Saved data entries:
##########
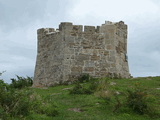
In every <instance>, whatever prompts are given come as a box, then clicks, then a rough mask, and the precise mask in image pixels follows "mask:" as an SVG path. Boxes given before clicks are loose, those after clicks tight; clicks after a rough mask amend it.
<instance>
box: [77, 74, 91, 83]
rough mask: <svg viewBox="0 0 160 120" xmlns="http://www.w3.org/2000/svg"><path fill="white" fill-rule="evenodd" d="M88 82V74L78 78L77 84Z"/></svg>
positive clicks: (89, 80) (82, 74) (89, 76)
mask: <svg viewBox="0 0 160 120" xmlns="http://www.w3.org/2000/svg"><path fill="white" fill-rule="evenodd" d="M89 81H90V76H89V74H82V75H80V76H79V77H78V82H80V83H84V82H89Z"/></svg>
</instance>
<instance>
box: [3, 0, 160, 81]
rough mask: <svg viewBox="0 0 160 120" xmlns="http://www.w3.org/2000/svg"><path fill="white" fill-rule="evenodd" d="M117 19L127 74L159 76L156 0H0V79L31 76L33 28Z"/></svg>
mask: <svg viewBox="0 0 160 120" xmlns="http://www.w3.org/2000/svg"><path fill="white" fill-rule="evenodd" d="M121 20H122V21H124V22H125V23H126V24H127V25H128V59H129V68H130V73H131V75H132V76H134V77H143V76H160V0H0V72H1V71H6V72H5V73H4V74H3V75H2V76H1V77H0V78H2V79H3V80H4V81H5V82H8V83H10V82H11V80H10V78H15V75H19V76H26V75H27V76H33V75H34V68H35V63H36V55H37V29H39V28H48V27H50V28H58V25H59V23H60V22H72V23H73V24H77V25H78V24H79V25H93V26H97V25H101V24H103V23H104V22H105V21H113V22H118V21H121Z"/></svg>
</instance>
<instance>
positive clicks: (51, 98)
mask: <svg viewBox="0 0 160 120" xmlns="http://www.w3.org/2000/svg"><path fill="white" fill-rule="evenodd" d="M22 90H23V91H32V94H30V96H29V98H30V99H32V101H31V104H32V106H31V108H30V111H29V114H28V115H27V116H24V117H23V116H18V117H17V118H15V117H11V118H10V119H11V120H17V119H22V118H23V119H25V120H151V119H155V120H160V77H144V78H129V79H108V78H101V79H93V78H91V79H89V80H84V81H81V82H80V83H79V82H78V83H75V84H72V85H57V86H55V87H48V88H46V87H44V88H23V89H21V90H20V91H22ZM20 117H22V118H20Z"/></svg>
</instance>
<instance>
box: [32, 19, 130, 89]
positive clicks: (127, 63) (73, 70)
mask: <svg viewBox="0 0 160 120" xmlns="http://www.w3.org/2000/svg"><path fill="white" fill-rule="evenodd" d="M37 33H38V54H37V61H36V67H35V73H34V81H33V86H34V87H36V86H53V85H54V84H59V83H60V82H61V83H63V82H66V81H69V80H72V79H74V78H75V77H76V76H79V75H80V74H83V73H85V74H89V75H91V76H93V77H106V76H107V77H121V78H129V77H130V74H129V67H128V61H127V55H126V54H127V25H126V24H124V22H123V21H120V22H116V23H112V22H110V21H106V22H105V24H102V25H101V26H97V27H95V26H84V31H83V26H82V25H73V24H72V23H70V22H62V23H61V24H60V25H59V29H56V30H55V29H54V28H46V29H44V28H41V29H38V31H37Z"/></svg>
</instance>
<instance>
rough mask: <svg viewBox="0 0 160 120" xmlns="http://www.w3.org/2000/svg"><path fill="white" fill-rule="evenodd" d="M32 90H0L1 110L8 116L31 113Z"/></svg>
mask: <svg viewBox="0 0 160 120" xmlns="http://www.w3.org/2000/svg"><path fill="white" fill-rule="evenodd" d="M30 93H31V92H30V91H25V90H23V91H16V90H13V89H11V90H9V91H5V90H2V89H1V91H0V96H1V97H0V103H1V111H3V113H6V115H8V116H26V115H28V114H29V107H30V104H29V95H30Z"/></svg>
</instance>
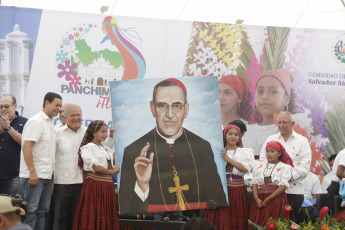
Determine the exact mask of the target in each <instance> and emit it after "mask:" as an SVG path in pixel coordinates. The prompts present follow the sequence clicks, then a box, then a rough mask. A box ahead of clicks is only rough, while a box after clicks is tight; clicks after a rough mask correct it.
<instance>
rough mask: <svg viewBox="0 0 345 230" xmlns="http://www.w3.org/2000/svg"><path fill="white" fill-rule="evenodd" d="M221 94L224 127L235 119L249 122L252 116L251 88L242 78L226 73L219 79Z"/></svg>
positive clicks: (246, 122)
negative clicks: (229, 74)
mask: <svg viewBox="0 0 345 230" xmlns="http://www.w3.org/2000/svg"><path fill="white" fill-rule="evenodd" d="M219 96H220V106H221V114H222V124H223V127H225V126H226V125H227V124H228V123H229V122H231V121H233V120H240V119H241V120H242V121H243V122H245V123H248V122H247V121H248V120H249V117H250V105H249V88H248V85H247V83H246V82H245V81H244V80H243V79H242V78H240V77H239V76H236V75H226V76H223V77H222V78H221V79H219Z"/></svg>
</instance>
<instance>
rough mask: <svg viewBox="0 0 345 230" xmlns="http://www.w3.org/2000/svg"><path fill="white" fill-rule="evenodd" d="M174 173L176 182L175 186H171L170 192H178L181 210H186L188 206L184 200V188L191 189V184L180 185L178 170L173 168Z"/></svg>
mask: <svg viewBox="0 0 345 230" xmlns="http://www.w3.org/2000/svg"><path fill="white" fill-rule="evenodd" d="M173 174H174V179H173V180H174V182H175V187H169V188H168V189H169V193H174V192H176V196H177V201H178V204H179V206H180V209H181V210H186V207H185V205H184V200H183V190H189V185H188V184H186V185H182V186H181V185H180V177H178V176H177V170H176V169H175V168H174V169H173Z"/></svg>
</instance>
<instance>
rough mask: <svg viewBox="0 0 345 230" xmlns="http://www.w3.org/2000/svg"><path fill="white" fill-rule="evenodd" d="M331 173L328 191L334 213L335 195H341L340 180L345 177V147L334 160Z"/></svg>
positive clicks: (341, 150) (328, 195)
mask: <svg viewBox="0 0 345 230" xmlns="http://www.w3.org/2000/svg"><path fill="white" fill-rule="evenodd" d="M330 174H331V180H332V181H331V184H330V185H329V187H328V189H327V191H328V193H327V194H328V195H327V198H328V207H329V208H330V209H331V211H332V213H333V214H334V197H335V196H336V195H339V187H340V184H339V182H340V181H341V179H343V178H345V149H343V150H341V151H340V152H339V153H338V155H337V157H336V158H335V160H334V164H333V169H332V171H331V172H330ZM339 205H340V204H339Z"/></svg>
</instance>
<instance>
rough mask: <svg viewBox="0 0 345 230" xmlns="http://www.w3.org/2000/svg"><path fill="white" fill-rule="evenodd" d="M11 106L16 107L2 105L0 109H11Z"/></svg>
mask: <svg viewBox="0 0 345 230" xmlns="http://www.w3.org/2000/svg"><path fill="white" fill-rule="evenodd" d="M11 106H14V105H0V109H9V108H10V107H11Z"/></svg>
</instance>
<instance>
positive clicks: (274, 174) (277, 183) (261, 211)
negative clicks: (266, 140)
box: [249, 141, 293, 226]
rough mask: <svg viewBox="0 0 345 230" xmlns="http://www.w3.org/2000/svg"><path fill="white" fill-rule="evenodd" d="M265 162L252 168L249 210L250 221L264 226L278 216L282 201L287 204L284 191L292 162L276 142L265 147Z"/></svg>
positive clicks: (287, 184) (281, 144)
mask: <svg viewBox="0 0 345 230" xmlns="http://www.w3.org/2000/svg"><path fill="white" fill-rule="evenodd" d="M266 157H267V160H265V161H263V162H261V164H259V165H258V166H257V167H255V168H253V181H252V190H253V196H254V201H253V203H252V206H251V209H250V218H249V219H250V220H251V221H252V222H254V223H255V224H257V225H260V226H264V225H265V224H267V221H268V219H269V218H270V217H272V218H274V219H276V218H278V217H279V216H280V212H281V207H282V200H284V205H286V204H287V197H286V193H285V190H286V188H288V187H289V180H290V179H291V168H292V167H293V162H292V160H291V158H290V156H289V155H288V154H287V152H286V151H285V148H284V146H283V145H282V144H281V143H280V142H278V141H270V142H268V143H267V145H266Z"/></svg>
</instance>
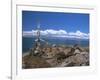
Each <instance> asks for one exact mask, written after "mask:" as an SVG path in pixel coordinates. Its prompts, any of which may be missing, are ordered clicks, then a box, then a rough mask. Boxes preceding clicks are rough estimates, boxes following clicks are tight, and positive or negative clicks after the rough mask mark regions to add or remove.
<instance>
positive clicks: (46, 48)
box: [22, 44, 89, 69]
mask: <svg viewBox="0 0 100 80" xmlns="http://www.w3.org/2000/svg"><path fill="white" fill-rule="evenodd" d="M33 52H34V49H31V50H30V52H29V54H27V55H25V56H23V58H22V65H23V66H22V67H23V68H25V69H27V68H28V69H29V68H48V67H69V66H70V67H71V66H89V48H88V47H81V46H79V45H77V44H76V45H74V46H65V45H61V46H52V47H43V48H41V49H40V51H39V53H38V54H37V55H32V54H34V53H33Z"/></svg>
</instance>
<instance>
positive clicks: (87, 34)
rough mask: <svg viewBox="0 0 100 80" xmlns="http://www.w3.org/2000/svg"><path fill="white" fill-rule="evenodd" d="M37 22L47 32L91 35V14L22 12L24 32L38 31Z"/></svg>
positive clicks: (39, 12) (43, 30) (30, 11)
mask: <svg viewBox="0 0 100 80" xmlns="http://www.w3.org/2000/svg"><path fill="white" fill-rule="evenodd" d="M37 20H39V21H40V24H41V29H42V30H43V31H46V32H50V31H53V30H55V31H56V32H57V31H60V30H64V31H65V32H67V33H71V35H73V34H87V35H88V34H89V14H83V13H60V12H36V11H22V27H23V31H32V30H36V27H37ZM48 30H49V31H48ZM53 32H54V31H53ZM62 32H63V31H62Z"/></svg>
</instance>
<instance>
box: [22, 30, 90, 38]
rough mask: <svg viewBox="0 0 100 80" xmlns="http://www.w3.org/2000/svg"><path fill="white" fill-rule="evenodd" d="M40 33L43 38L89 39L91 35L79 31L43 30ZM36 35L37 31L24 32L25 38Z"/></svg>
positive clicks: (23, 33) (63, 30)
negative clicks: (72, 31) (45, 37)
mask: <svg viewBox="0 0 100 80" xmlns="http://www.w3.org/2000/svg"><path fill="white" fill-rule="evenodd" d="M40 33H41V36H47V37H65V38H80V39H89V33H83V32H81V31H79V30H77V31H76V32H67V31H65V30H61V29H60V30H53V29H47V30H41V31H40ZM36 35H37V30H32V31H23V36H25V37H29V36H36Z"/></svg>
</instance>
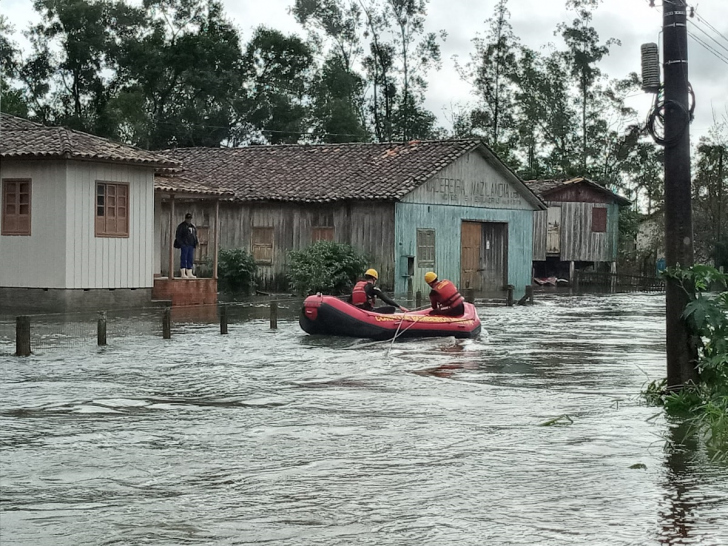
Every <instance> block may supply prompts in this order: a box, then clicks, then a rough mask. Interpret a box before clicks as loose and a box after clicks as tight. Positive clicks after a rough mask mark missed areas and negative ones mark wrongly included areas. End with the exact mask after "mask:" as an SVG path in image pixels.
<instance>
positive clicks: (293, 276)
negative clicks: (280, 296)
mask: <svg viewBox="0 0 728 546" xmlns="http://www.w3.org/2000/svg"><path fill="white" fill-rule="evenodd" d="M367 267H368V263H367V259H366V257H365V256H364V255H363V254H361V253H359V252H358V251H357V250H356V249H355V248H354V247H352V246H351V245H348V244H346V243H335V242H333V241H317V242H315V243H313V244H312V245H311V246H308V247H306V248H304V249H303V250H292V251H290V252H289V253H288V278H289V280H290V283H291V288H292V289H293V290H294V291H295V292H296V293H298V294H301V295H305V294H314V293H316V292H321V293H323V294H333V295H338V294H343V293H345V292H347V291H349V290H351V288H352V287H353V286H354V283H355V282H356V279H357V278H359V276H361V275H362V274H363V273H364V270H365V269H366V268H367Z"/></svg>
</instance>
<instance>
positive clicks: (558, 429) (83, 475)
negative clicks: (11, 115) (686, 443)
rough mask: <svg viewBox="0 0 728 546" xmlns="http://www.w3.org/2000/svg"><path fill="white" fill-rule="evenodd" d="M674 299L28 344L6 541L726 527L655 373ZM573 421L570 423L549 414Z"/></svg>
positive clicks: (492, 542)
mask: <svg viewBox="0 0 728 546" xmlns="http://www.w3.org/2000/svg"><path fill="white" fill-rule="evenodd" d="M664 305H665V300H664V296H663V295H635V294H626V295H616V296H578V297H577V296H574V297H572V296H557V295H537V304H536V305H535V306H533V307H514V308H506V307H497V308H496V307H482V308H479V313H480V316H481V319H482V322H483V328H484V332H483V334H482V336H481V338H480V339H478V340H459V341H456V340H454V339H452V338H442V339H428V340H410V341H403V342H397V343H395V344H394V345H392V344H391V343H390V342H370V341H366V340H353V339H343V338H324V337H319V338H316V337H311V336H308V335H306V334H305V333H304V332H303V331H302V330H301V329H300V328H299V326H298V323H297V320H293V319H292V317H293V315H294V314H295V311H296V310H297V306H296V305H293V304H292V305H291V309H289V315H288V316H289V319H288V320H284V318H285V312H284V311H282V313H281V318H279V329H278V330H276V331H271V330H269V329H268V323H267V321H265V320H253V321H249V322H245V323H243V322H233V323H231V324H230V327H229V331H230V334H229V335H228V336H220V335H219V327H218V325H217V324H214V323H213V324H205V325H199V324H198V325H194V324H187V325H178V326H176V328H175V330H174V335H173V338H172V339H171V340H163V339H161V337H160V336H157V335H152V334H147V335H135V336H129V337H124V338H121V339H116V340H111V339H110V345H109V346H108V347H106V348H101V349H99V348H97V347H95V346H93V344H92V343H90V344H84V345H80V346H74V347H62V348H49V349H43V350H39V351H37V354H36V355H35V356H32V357H30V358H15V357H12V356H10V355H11V353H12V351H13V349H14V345H13V344H11V343H10V341H12V342H13V343H14V340H10V339H5V340H4V341H3V343H2V344H0V381H1V387H0V388H1V392H0V463H1V464H0V544H2V546H11V545H53V546H62V545H69V546H82V545H101V544H103V545H111V544H130V545H136V544H154V545H186V544H272V545H289V544H291V545H292V544H306V545H309V544H311V545H353V544H357V545H359V544H371V545H390V544H391V545H397V546H402V545H412V546H419V545H430V544H432V545H450V544H457V545H465V544H467V545H470V544H472V545H482V544H516V545H531V544H554V545H561V544H609V545H628V544H635V545H651V544H655V545H658V544H695V545H697V544H700V545H713V544H715V545H718V544H728V524H727V523H726V522H727V521H728V500H726V499H728V468H726V467H725V466H720V465H717V464H713V463H711V462H710V461H709V460H708V458H707V455H706V454H705V453H703V452H701V451H700V450H698V449H696V448H695V447H694V446H692V448H691V446H687V447H686V448H685V449H678V450H674V449H667V450H666V449H665V445H666V441H665V440H666V439H667V438H670V437H672V438H676V437H679V435H680V434H681V431H679V430H675V429H673V428H672V427H671V426H670V425H669V423H667V422H666V420H665V418H664V417H662V413H661V410H660V409H659V408H654V407H648V406H646V405H644V404H643V403H642V401H641V399H640V397H639V392H640V390H641V388H642V387H643V386H644V385H645V384H646V383H647V382H648V381H651V380H653V379H658V378H662V377H663V376H664V375H665V355H664V352H665V341H664V336H665V333H664V332H665V327H664ZM548 422H551V426H543V425H544V424H546V423H548Z"/></svg>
##########
Count the lines in the material above that contain the string "image", and reply with only that number.

§ **Exercise response**:
2